Raw data:
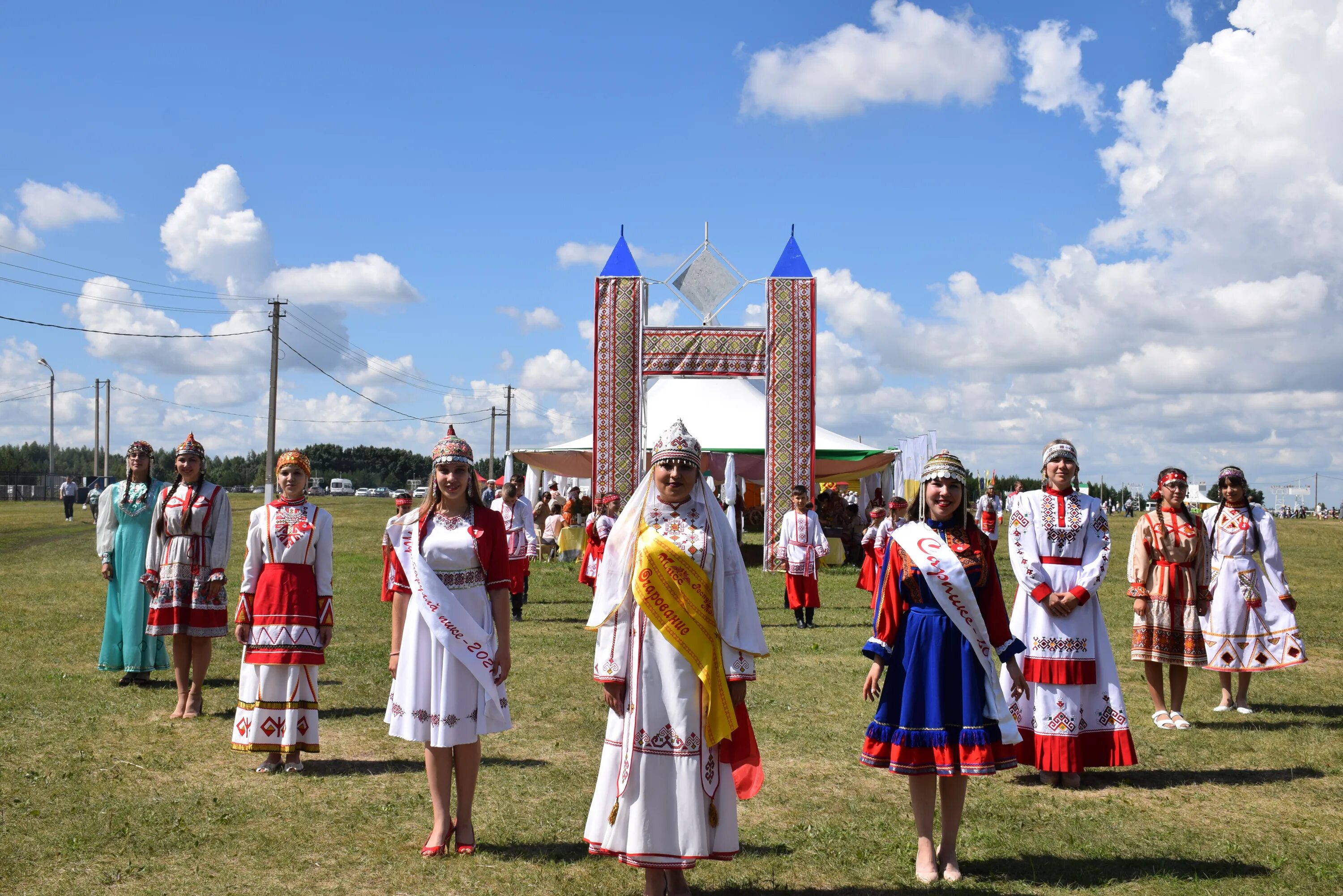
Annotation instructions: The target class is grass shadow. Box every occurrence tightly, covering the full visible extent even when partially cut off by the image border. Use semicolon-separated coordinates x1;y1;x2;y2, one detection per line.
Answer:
1017;767;1324;790
962;854;1272;889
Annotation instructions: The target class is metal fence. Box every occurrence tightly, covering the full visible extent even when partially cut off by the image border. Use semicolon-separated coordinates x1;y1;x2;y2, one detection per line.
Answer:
0;470;111;504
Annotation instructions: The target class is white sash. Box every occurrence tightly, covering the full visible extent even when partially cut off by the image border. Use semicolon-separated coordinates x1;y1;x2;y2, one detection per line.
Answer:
890;523;1021;744
388;519;504;719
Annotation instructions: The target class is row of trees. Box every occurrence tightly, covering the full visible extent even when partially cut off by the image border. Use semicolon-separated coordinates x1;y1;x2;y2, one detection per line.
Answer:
0;442;526;489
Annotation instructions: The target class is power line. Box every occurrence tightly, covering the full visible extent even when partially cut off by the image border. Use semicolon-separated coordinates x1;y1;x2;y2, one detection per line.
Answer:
0;277;266;314
279;338;488;423
0;314;270;341
0;385;93;404
0;255;266;305
0;243;273;302
111;385;489;423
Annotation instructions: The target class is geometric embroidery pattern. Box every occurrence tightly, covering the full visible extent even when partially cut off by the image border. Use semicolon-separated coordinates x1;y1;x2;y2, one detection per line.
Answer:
592;277;643;497
764;277;817;568
643;326;767;376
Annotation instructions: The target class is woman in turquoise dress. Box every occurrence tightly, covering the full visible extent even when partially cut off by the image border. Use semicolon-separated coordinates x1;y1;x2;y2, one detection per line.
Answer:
97;442;172;688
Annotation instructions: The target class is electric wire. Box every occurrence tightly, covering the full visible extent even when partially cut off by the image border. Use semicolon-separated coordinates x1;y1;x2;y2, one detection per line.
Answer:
0;314;270;338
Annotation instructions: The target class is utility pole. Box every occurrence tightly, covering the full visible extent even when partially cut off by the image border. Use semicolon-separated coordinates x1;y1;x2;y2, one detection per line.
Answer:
93;379;102;480
490;404;500;481
266;295;285;504
38;357;56;488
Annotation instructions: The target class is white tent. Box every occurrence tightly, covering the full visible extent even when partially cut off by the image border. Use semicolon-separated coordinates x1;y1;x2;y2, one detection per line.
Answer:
513;376;896;482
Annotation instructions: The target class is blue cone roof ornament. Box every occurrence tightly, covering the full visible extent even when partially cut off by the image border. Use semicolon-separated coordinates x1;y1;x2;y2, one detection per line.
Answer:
598;224;642;277
770;227;811;278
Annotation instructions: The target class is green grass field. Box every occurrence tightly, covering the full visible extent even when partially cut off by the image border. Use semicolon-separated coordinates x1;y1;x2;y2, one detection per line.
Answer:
0;495;1343;895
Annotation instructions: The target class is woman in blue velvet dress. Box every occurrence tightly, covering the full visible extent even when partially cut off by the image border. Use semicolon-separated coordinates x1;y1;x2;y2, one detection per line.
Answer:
861;453;1026;883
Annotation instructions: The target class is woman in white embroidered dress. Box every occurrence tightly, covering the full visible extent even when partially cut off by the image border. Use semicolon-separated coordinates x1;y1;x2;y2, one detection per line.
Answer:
140;434;234;719
1001;439;1138;787
1203;466;1305;713
232;452;333;774
384;427;513;858
583;420;767;896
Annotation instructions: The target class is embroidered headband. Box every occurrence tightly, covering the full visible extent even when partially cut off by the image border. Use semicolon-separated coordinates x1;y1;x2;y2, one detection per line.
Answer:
653;419;700;466
1041;442;1077;466
432;424;475;466
275;452;313;477
173;432;205;461
919;452;970;485
1156;470;1189;488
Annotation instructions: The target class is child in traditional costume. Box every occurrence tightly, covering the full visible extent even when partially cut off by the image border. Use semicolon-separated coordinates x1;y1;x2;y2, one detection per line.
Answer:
232;452;334;772
384;427;513;858
381;489;414;602
975;477;1003;554
1128;466;1209;731
579;492;620;594
775;485;830;629
1001;439;1138;787
1203;466;1305;713
854;508;886;595
583;420;767;895
494;482;536;622
97;442;172;688
861;452;1027;883
140;434;234;719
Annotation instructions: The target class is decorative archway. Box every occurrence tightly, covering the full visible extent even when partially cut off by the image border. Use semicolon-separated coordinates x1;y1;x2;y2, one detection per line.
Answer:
592;227;817;568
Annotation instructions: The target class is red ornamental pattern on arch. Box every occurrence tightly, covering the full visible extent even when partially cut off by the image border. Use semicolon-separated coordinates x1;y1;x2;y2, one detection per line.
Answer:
764;277;817;568
643;326;768;376
592;277;643;497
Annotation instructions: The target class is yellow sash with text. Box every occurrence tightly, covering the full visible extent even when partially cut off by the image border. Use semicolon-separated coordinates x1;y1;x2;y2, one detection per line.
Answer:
634;523;737;747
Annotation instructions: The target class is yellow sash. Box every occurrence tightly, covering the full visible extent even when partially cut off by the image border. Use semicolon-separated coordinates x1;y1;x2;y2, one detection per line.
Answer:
634;521;737;747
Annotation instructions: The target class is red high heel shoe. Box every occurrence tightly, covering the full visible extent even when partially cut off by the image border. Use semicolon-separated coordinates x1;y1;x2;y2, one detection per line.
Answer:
420;825;457;858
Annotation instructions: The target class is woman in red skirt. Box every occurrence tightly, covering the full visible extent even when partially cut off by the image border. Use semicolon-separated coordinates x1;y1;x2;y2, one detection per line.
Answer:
232;452;332;772
140;435;234;719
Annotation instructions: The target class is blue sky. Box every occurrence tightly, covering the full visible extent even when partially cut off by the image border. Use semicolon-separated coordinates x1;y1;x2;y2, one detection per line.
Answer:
0;0;1338;505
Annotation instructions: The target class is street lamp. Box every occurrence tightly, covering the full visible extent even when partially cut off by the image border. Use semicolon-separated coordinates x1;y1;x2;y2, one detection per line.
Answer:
38;357;56;476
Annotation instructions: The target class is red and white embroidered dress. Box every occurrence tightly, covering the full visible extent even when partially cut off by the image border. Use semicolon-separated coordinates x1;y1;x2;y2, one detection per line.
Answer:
1001;488;1138;772
383;508;513;747
583;491;764;868
232;499;333;752
1128;507;1207;666
775;511;830;610
140;480;234;638
1203;505;1305;672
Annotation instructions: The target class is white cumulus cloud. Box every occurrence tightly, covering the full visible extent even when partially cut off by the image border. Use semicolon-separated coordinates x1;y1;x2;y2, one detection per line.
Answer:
15;180;121;230
1017;19;1104;130
741;0;1009;119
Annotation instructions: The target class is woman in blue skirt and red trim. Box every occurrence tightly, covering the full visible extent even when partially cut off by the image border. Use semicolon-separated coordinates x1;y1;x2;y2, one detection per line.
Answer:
862;452;1026;883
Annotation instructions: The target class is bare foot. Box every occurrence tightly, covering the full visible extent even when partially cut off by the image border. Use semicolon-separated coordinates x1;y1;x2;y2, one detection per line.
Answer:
937;852;960;884
915;840;939;884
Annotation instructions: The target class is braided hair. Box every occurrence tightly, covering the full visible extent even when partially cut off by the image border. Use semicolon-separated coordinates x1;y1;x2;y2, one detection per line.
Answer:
1213;476;1264;554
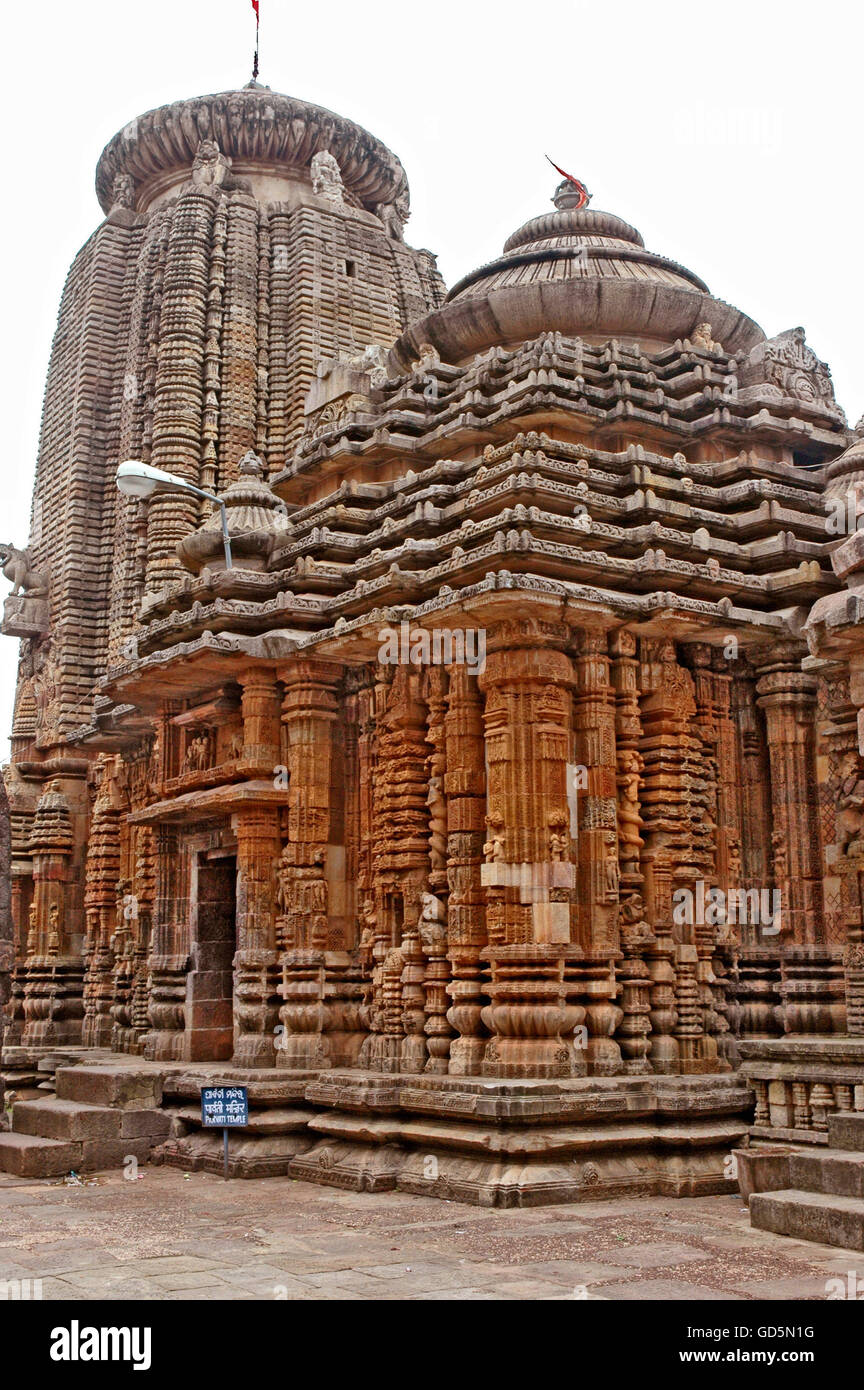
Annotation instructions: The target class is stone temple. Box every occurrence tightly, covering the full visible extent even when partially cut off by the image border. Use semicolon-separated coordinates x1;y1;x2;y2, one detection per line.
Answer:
0;83;864;1243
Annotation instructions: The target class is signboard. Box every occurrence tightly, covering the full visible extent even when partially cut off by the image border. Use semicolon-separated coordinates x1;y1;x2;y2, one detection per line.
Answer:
201;1086;249;1129
201;1086;249;1182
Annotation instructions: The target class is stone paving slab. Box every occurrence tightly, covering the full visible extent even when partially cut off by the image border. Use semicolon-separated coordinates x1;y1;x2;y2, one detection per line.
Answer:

Given request: Copy all of the records above word for word, omitting the pictures.

Result:
Annotation instructions: The target class is grass shadow. Box every occurrence tightly, covering the full visible extent even when partially cut off by the image border. Use semicolon-separated coordinates x1;y1;x2;y2, one detection per line.
Answer:
1017;767;1324;790
962;854;1272;889
Annotation instructions: The target class is metal fence. Box every occurrence tightly, covering the full visible extent even when partially cut off by the image border. Use semicolon-separated coordinates x1;y1;x2;y2, one detection per line.
Answer:
0;470;111;504
Annotation instructions: The target class is white sash. Box every occurrence tightly, covering the full visible extent even when partially cut off by the image border. Use semicolon-separated coordinates x1;y1;x2;y2, one detection per line.
Answer:
890;523;1021;744
388;519;504;719
Annotation instructions: The target class is row of trees. Box every occurrence tightly, covering the full visible extent even when partially cut off by the image border. Use semicolon-separated coordinates x1;y1;x2;y2, one detection per line.
Answer:
0;442;526;489
Annotation instructions: The target class is power line. Box every occurrence tightly, covering the full visible extent even when partially cut off by the image border. Use semicolon-separated coordinates x1;y1;x2;y2, one detection per line.
Answer:
0;277;266;314
279;338;488;423
0;314;270;341
0;385;93;404
0;255;266;305
0;243;273;302
111;385;489;423
Annotation instructions: The target class is geometric embroidery pattern. Box every occurrence tightly, covering the full visible extent even when partially cut off by the image border. Use semicolon-separated coordinates x1;y1;x2;y2, one detection per line.
Answer:
592;277;643;497
764;277;817;568
643;326;767;376
Annotation instructions: The target class is woman in turquoise dress. Box every occurrence tightly, covering the full visible extent even when partially cut off by the image border. Use semicolon-separated coordinates x1;y1;x2;y2, one detection per line.
Answer:
97;442;172;688
Annotation instructions: The target class is electric wire. Box every occurrence tightly, covering the full visible extent even when partially cut off by the image border. Use semicolon-separated coordinates x1;y1;x2;y2, one detection per line.
Answer:
0;314;270;338
Annotation instructions: The target class is utility pole. Box every occurrence tightly, covering the full visible extent even when partially cut off by the image border. Use semicolon-separated coordinates x1;y1;x2;y2, one detection per line.
Answer:
93;379;102;480
490;404;500;481
266;295;285;504
38;357;56;488
Annotation instructions: The target class is white tent. Box every occurrence tightly, covering the full visible extent even when partially cut off by the image border. Use semicolon-separated coordinates x1;y1;x2;y2, one detection per line.
Answer:
513;376;896;482
Annotation instructions: The target class is blue cone roof ornament. Box every occurrence tightly, covering the full visible extent even when partially cut off by the image border. Use semicolon-separated coordinates x1;y1;x2;y2, one detection per line.
Answer:
598;224;642;277
770;227;811;278
Annotation instructions: The target class is green grass field. Box every occurrence tightly, covering the full visible extent even when partially cut off by the image border. Use semicolon-separated coordinates x1;y1;x2;y2, one detection per line.
Answer:
0;495;1343;895
Annotation instructions: The target class is woman in blue velvet dress. Box every occurrence tightly, covering the full visible extent even when partially cut off by the image border. Use semicolon-separated coordinates x1;y1;x2;y2, one detection per line.
Answer:
861;453;1026;883
Annotation instructions: The target class is woman in white embroidered dress. Box every occurrence tightly, covering the full visible extent even when partially cut off by the image border. Use semicolon-separated coordinates x1;y1;x2;y2, one detection per line.
Answer:
140;434;234;719
1001;439;1138;787
1203;466;1305;713
232;452;333;774
384;427;513;858
583;420;767;896
Annotation instructions: The target class is embroidered headband. Box every occurrence tightly, covering the full visible extent even when partially cut off by the image border. Use semicolon-separated coordinates x1;y1;x2;y2, one detection per line.
Answer:
653;419;700;466
1041;442;1077;466
432;424;475;466
275;452;313;477
173;432;205;461
919;452;970;485
1156;470;1189;488
Annotation instructions: The target class is child in traditional costume. Box every occurrence tightly, covering the full visible extent even when partially cut off by the image border. Use semicolon-separated coordinates x1;y1;x2;y2, one detection per line.
Answer:
232;452;334;772
384;427;513;858
381;489;414;602
975;477;1003;554
1128;466;1209;731
579;492;620;594
775;485;830;629
1001;439;1138;787
1203;466;1305;713
854;508;886;595
583;420;767;895
494;482;536;622
97;442;172;688
861;452;1027;883
140;434;234;719
Annotation instructions: The target class is decorative archway. Box every occurrence tightly, covering the full visible extent even when partially cut off by the image border. Use semicolon-separated coordinates x1;y1;x2;y2, one detection per line.
Answer:
592;227;817;568
Annotation instructions: The target class is red ornamental pattern on arch. Box every occurrence tightly, covering the full visible extent even when partially cut off by the image border. Use semicolon-separated coordinates x1;y1;x2;y2, one detection per line.
Answer:
764;277;817;568
643;326;768;376
592;277;643;497
Annotation instructions: The target class is yellow sash with text. Box every occurrence tightly, covering the full visible extent even when partially cut off by the image border. Use semicolon-separated coordinates x1;y1;x2;y2, one detection per line.
Answer:
634;523;737;747
Annotation instructions: The target class is yellow sash. Box every occurrence tightly, covering the full visible extent even when partially cut off by the image border. Use semicolon-separated coordinates x1;y1;x2;y2, one detection per line.
Answer:
634;521;737;747
Annotation instructions: The target class is red high heel shoe. Box every occurrence tightly, covering the full visible extent even when partially cut off by the image border. Use semicolon-separated coordinates x1;y1;x2;y2, one detection per line.
Answer:
420;825;457;858
Annotation instructions: The target class is woman in red skirt. Box every occurrence tightly, covering the full visible extent even when partially cut off by the image border. Use semicolon-separated coordinates x1;y1;x2;y2, one detection per line.
Answer:
232;452;332;772
140;435;234;719
Annotation instructions: The target class is blue sky. Box every occurrence tightly, covering the full visible extent even when partially cut off by the image border. Use semicolon-separated coordinates x1;y1;x2;y2, one detection per line.
Answer:
0;0;1338;505
Annotation instructions: The target class is street lamp. Box every occurrence tightly, covering the full visible extent even when partially cut off by the image border. Use semicolon-separated coordinates x1;y1;x2;y2, one detection per line.
Answer:
38;357;56;476
Annotation instructions: The target class is red and white embroidered dress. Box every occurrence tightly, covering the full visible extent even when partially cut off by the image border. Use semicolon-separated coordinates x1;y1;x2;y2, one detection per line.
Answer:
1001;488;1138;772
383;508;513;747
583;491;764;868
232;499;333;752
1128;507;1207;666
775;511;830;610
140;480;234;638
1203;505;1305;672
Annotation instructions: The target class is white cumulus cloud. Box every occurrence tightly, covering the full visible extent even when partially cut off by the image border. Use semicolon-separated coordinates x1;y1;x2;y2, one detection per line.
Answer:
15;180;121;230
1017;19;1104;130
741;0;1009;119
Annotation instructions: The target class is woman in blue skirt and red trim. Box every occurrence tightly, covering the full visible extent even when partially cut off by the image border. Use semicolon-separated coordinates x1;y1;x2;y2, one detection per line.
Answer:
862;452;1026;883
Annotation instructions: The target class is bare foot. Box every occurrence tightly, covering the full visible extent even when partially cut off by the image border. Use semicolon-separated coordinates x1;y1;x2;y2, one detection per line.
Answer:
937;852;960;884
915;840;939;884
Annotation instructions: The target class is braided hair. Box every occurrence tightly, covering the full visible extent even when partially cut off by the image border. Use semicolon-separated coordinates x1;y1;x2;y2, one detection per line.
Answer:
1213;476;1264;554
Annotation instructions: The target class is stone temple. Box every occurrence tightly, covering the full visible extent even when partially cut off by the image border. Use semicolon-separated coordinates x1;y1;x2;y2, one detection per line.
Answer:
0;83;864;1243
Annotation instructions: The target class is signboard. Box every occurrence tightly, covering the full visible extent even when partially cut off by the image border. Use semicolon-separated coordinates x1;y1;x2;y2, one detection per line.
Answer:
201;1086;249;1129
201;1086;249;1182
Annotation instructions: The target class is stone paving slab. Box every occurrence tightly, covering the full visible extent even when partially cut off by the image border. Use semicolon-separated coordinates x1;y1;x2;y2, one detection per line.
Answer:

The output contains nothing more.